* Task directions *
Repeat each line of the material below exactly as it appears, minus any pictures.

*** Source material ***

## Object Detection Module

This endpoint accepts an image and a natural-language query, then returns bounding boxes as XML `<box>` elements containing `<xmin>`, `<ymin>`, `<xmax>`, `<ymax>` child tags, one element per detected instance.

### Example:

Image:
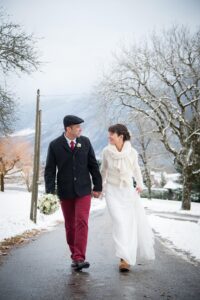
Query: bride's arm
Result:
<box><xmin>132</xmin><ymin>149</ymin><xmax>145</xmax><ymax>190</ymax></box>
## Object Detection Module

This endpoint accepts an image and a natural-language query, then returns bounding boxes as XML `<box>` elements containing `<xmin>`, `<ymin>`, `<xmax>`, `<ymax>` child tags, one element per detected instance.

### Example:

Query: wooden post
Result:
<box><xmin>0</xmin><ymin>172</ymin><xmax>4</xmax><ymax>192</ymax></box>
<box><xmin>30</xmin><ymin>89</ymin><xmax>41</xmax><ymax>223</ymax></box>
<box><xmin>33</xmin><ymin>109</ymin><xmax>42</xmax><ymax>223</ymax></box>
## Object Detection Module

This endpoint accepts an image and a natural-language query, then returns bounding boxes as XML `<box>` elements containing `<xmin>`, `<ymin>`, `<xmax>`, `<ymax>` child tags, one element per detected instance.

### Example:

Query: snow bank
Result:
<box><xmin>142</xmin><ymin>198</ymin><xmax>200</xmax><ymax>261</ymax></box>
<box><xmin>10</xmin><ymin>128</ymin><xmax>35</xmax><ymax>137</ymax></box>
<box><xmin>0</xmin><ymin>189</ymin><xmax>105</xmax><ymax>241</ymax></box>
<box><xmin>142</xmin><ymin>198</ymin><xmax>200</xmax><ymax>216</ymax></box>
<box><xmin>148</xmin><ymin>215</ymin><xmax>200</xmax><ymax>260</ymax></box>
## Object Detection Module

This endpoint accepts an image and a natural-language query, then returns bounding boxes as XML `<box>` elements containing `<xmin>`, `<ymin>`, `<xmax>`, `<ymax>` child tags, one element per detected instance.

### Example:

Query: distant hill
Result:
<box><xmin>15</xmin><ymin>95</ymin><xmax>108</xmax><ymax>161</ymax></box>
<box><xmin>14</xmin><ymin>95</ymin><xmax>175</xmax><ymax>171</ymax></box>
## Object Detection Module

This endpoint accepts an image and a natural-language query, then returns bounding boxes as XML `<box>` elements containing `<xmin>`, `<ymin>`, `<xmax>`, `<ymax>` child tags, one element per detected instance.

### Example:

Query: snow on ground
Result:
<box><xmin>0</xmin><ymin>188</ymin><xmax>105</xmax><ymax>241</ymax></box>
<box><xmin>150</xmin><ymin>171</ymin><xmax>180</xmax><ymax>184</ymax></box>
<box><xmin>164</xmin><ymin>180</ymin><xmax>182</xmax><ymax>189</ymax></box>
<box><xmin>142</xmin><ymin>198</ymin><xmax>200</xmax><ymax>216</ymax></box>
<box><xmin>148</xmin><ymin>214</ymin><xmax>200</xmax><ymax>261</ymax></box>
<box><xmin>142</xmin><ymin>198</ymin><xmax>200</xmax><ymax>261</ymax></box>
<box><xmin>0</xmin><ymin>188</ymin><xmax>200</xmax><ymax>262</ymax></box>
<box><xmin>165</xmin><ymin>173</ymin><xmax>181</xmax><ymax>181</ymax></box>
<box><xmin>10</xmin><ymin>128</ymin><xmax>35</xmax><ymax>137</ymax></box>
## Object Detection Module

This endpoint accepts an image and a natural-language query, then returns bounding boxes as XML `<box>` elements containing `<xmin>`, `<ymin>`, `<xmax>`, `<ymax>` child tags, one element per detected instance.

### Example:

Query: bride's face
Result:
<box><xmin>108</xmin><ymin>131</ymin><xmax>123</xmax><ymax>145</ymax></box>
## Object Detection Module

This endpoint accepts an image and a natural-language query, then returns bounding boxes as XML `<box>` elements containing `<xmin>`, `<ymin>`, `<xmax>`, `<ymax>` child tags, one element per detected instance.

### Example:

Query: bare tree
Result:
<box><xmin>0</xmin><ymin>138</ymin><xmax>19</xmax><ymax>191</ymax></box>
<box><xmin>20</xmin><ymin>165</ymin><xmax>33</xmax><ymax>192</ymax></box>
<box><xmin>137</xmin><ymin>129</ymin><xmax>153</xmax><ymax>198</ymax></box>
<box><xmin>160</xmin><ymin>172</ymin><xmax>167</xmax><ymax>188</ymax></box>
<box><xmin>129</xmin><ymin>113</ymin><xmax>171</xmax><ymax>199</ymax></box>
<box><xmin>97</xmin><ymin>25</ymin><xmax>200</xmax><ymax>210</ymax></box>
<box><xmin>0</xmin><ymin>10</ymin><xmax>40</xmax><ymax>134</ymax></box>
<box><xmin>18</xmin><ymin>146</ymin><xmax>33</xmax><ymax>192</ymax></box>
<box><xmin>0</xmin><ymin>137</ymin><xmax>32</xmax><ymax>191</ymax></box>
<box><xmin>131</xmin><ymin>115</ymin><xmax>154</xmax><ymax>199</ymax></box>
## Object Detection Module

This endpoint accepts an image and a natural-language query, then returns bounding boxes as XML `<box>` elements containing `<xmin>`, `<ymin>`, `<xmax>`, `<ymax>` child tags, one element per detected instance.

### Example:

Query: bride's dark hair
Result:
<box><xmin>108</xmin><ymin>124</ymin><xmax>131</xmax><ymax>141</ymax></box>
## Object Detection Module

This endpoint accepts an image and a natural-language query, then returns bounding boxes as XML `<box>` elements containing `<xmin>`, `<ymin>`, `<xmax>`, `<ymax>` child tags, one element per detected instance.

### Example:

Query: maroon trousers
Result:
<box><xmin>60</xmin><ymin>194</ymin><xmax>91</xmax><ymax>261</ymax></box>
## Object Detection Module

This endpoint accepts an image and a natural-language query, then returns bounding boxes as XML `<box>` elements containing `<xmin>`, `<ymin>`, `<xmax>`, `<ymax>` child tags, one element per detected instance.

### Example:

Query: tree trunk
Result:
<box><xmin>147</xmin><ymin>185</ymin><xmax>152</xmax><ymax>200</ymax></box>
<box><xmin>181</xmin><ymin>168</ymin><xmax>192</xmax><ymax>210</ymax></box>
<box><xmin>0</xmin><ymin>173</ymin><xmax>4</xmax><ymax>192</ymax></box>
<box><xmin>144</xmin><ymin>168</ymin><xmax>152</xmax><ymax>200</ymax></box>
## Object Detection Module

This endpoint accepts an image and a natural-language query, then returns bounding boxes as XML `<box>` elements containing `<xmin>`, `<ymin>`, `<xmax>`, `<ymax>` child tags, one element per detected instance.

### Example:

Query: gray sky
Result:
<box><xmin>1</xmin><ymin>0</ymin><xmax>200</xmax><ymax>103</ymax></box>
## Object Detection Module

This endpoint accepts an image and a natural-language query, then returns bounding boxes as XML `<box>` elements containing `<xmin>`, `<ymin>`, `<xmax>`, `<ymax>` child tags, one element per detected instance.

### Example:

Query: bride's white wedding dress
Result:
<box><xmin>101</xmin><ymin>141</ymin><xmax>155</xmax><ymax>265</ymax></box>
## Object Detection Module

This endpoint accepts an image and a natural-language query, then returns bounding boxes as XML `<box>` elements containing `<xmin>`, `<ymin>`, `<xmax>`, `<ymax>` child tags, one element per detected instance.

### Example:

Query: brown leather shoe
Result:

*** End of Source material ***

* Completed exercise *
## Object Detection Module

This endpoint accepts an image and a natural-language query, then returns bounding boxes as XML `<box>` elements containing `<xmin>`, `<ymin>`, `<xmax>`, `<ymax>` child tags, one element per detected instance.

### Example:

Image:
Query: bride's arm
Result:
<box><xmin>132</xmin><ymin>149</ymin><xmax>145</xmax><ymax>190</ymax></box>
## Object Detection Module

This endpoint accepts an image and a natural-language query, then returns bounding boxes as XML `<box>` elements containing `<xmin>`, `<ymin>`, `<xmax>`, `<ymax>` child tags, one element per detected instance.

### Example:

Query: wooden post
Result:
<box><xmin>0</xmin><ymin>172</ymin><xmax>4</xmax><ymax>192</ymax></box>
<box><xmin>30</xmin><ymin>89</ymin><xmax>41</xmax><ymax>223</ymax></box>
<box><xmin>33</xmin><ymin>109</ymin><xmax>42</xmax><ymax>223</ymax></box>
## Object Detection Module

This endpoint accepts an image and a natural-language query, then returns bounding boxes as XML `<box>` elements containing `<xmin>`, `<ymin>`, `<xmax>`, `<ymax>` child tags, one element per detected instance.

### Example:

Query: snow bank
Result:
<box><xmin>142</xmin><ymin>198</ymin><xmax>200</xmax><ymax>261</ymax></box>
<box><xmin>10</xmin><ymin>128</ymin><xmax>35</xmax><ymax>137</ymax></box>
<box><xmin>0</xmin><ymin>189</ymin><xmax>105</xmax><ymax>241</ymax></box>
<box><xmin>142</xmin><ymin>198</ymin><xmax>200</xmax><ymax>216</ymax></box>
<box><xmin>148</xmin><ymin>215</ymin><xmax>200</xmax><ymax>260</ymax></box>
## Object Detection Module

This endpoint accepts an image and a natural-language query, then returns bounding boxes as XML `<box>` elements containing `<xmin>`, `<ymin>`, `<xmax>`, `<ymax>` child tags, one element per detected instance.

### Example:

Query: distant hill
Result:
<box><xmin>15</xmin><ymin>95</ymin><xmax>108</xmax><ymax>161</ymax></box>
<box><xmin>14</xmin><ymin>95</ymin><xmax>175</xmax><ymax>171</ymax></box>
## Object Detection Module

This endpoint accepts an image and a natural-language query, then returns bounding boxes as XML `<box>` elements containing `<xmin>`, `<ymin>`, `<xmax>`, `<ymax>` child tags, one element per detected instance.

### Example:

Query: snow on ground
Result:
<box><xmin>0</xmin><ymin>188</ymin><xmax>105</xmax><ymax>241</ymax></box>
<box><xmin>150</xmin><ymin>171</ymin><xmax>180</xmax><ymax>184</ymax></box>
<box><xmin>164</xmin><ymin>180</ymin><xmax>182</xmax><ymax>189</ymax></box>
<box><xmin>142</xmin><ymin>198</ymin><xmax>200</xmax><ymax>216</ymax></box>
<box><xmin>148</xmin><ymin>214</ymin><xmax>200</xmax><ymax>261</ymax></box>
<box><xmin>142</xmin><ymin>198</ymin><xmax>200</xmax><ymax>261</ymax></box>
<box><xmin>0</xmin><ymin>188</ymin><xmax>200</xmax><ymax>262</ymax></box>
<box><xmin>165</xmin><ymin>173</ymin><xmax>181</xmax><ymax>181</ymax></box>
<box><xmin>10</xmin><ymin>128</ymin><xmax>35</xmax><ymax>137</ymax></box>
## Object Detection Module

This endpoint accepts an image and a natural-language query, then returns bounding boxes as XML `<box>` elements containing `<xmin>`, `<ymin>`, `<xmax>`, `<ymax>` child tags, one element per detected instance.

### Example:

Query: bride's face
Result:
<box><xmin>108</xmin><ymin>131</ymin><xmax>123</xmax><ymax>145</ymax></box>
## Object Detection Module

This endpoint accepts an image and a natural-language query, then returns bounding boxes as XML `<box>` elements containing `<xmin>`, `<ymin>`, `<xmax>`, `<ymax>` child tags, one element per detected instance.

### Example:

Query: bare tree
Result:
<box><xmin>0</xmin><ymin>138</ymin><xmax>19</xmax><ymax>191</ymax></box>
<box><xmin>20</xmin><ymin>165</ymin><xmax>33</xmax><ymax>192</ymax></box>
<box><xmin>137</xmin><ymin>129</ymin><xmax>153</xmax><ymax>198</ymax></box>
<box><xmin>160</xmin><ymin>172</ymin><xmax>167</xmax><ymax>188</ymax></box>
<box><xmin>129</xmin><ymin>113</ymin><xmax>171</xmax><ymax>199</ymax></box>
<box><xmin>97</xmin><ymin>25</ymin><xmax>200</xmax><ymax>210</ymax></box>
<box><xmin>0</xmin><ymin>10</ymin><xmax>40</xmax><ymax>134</ymax></box>
<box><xmin>18</xmin><ymin>146</ymin><xmax>33</xmax><ymax>192</ymax></box>
<box><xmin>0</xmin><ymin>137</ymin><xmax>32</xmax><ymax>191</ymax></box>
<box><xmin>131</xmin><ymin>115</ymin><xmax>154</xmax><ymax>199</ymax></box>
## Object Detection Module

This endpoint accepts an image and a natural-language query, then returns bounding boxes as XML `<box>` elements containing `<xmin>`, `<ymin>`, `<xmax>`, `<ymax>` child tags, one element per detected instance.

### Example:

Query: bride's dark hair
Result:
<box><xmin>108</xmin><ymin>124</ymin><xmax>131</xmax><ymax>141</ymax></box>
## Object Detection Module

This endpoint accepts an image and a natural-language query, then returns bounding boxes as XML `<box>` elements containing `<xmin>`, `<ymin>`, `<xmax>`, `<ymax>` child tags, one element per detected instance.

### Example:

Query: maroon trousers
Result:
<box><xmin>60</xmin><ymin>194</ymin><xmax>91</xmax><ymax>261</ymax></box>
## Object Detection Module

This endpoint accepts an image and a natural-language query, then returns bounding boxes as XML `<box>` elements containing `<xmin>`, `<ymin>`, `<xmax>`, `<ymax>` child tags, one element per detected instance.

### Example:

Query: tree trunk
Result:
<box><xmin>147</xmin><ymin>185</ymin><xmax>152</xmax><ymax>200</ymax></box>
<box><xmin>181</xmin><ymin>168</ymin><xmax>192</xmax><ymax>210</ymax></box>
<box><xmin>0</xmin><ymin>173</ymin><xmax>4</xmax><ymax>192</ymax></box>
<box><xmin>144</xmin><ymin>168</ymin><xmax>152</xmax><ymax>200</ymax></box>
## Object Detection Module

This endpoint accepts an image and a natural-language query, then returns bounding boxes as XML `<box>` elements containing `<xmin>`, `<ymin>`, `<xmax>`, `<ymax>` child tags, one element per detected instance.

### Example:

Query: gray sky
Result:
<box><xmin>1</xmin><ymin>0</ymin><xmax>200</xmax><ymax>103</ymax></box>
## Object Detection Module

This endpoint accepts an image and a natural-language query, then returns bounding boxes as XML `<box>` elements containing `<xmin>`, `<ymin>`, `<xmax>`, `<ymax>` child tags, one element per detected instance.

### Example:

Query: bride's white wedding dress
Result:
<box><xmin>101</xmin><ymin>141</ymin><xmax>155</xmax><ymax>265</ymax></box>
## Object Detection Module

This endpoint accepts an image and a natural-language query, then returns bounding boxes as XML `<box>` elements containing `<xmin>`, `<ymin>`, `<xmax>`, `<ymax>` child tags, one element per detected instance.

### Example:

Query: brown leather shoe
Result:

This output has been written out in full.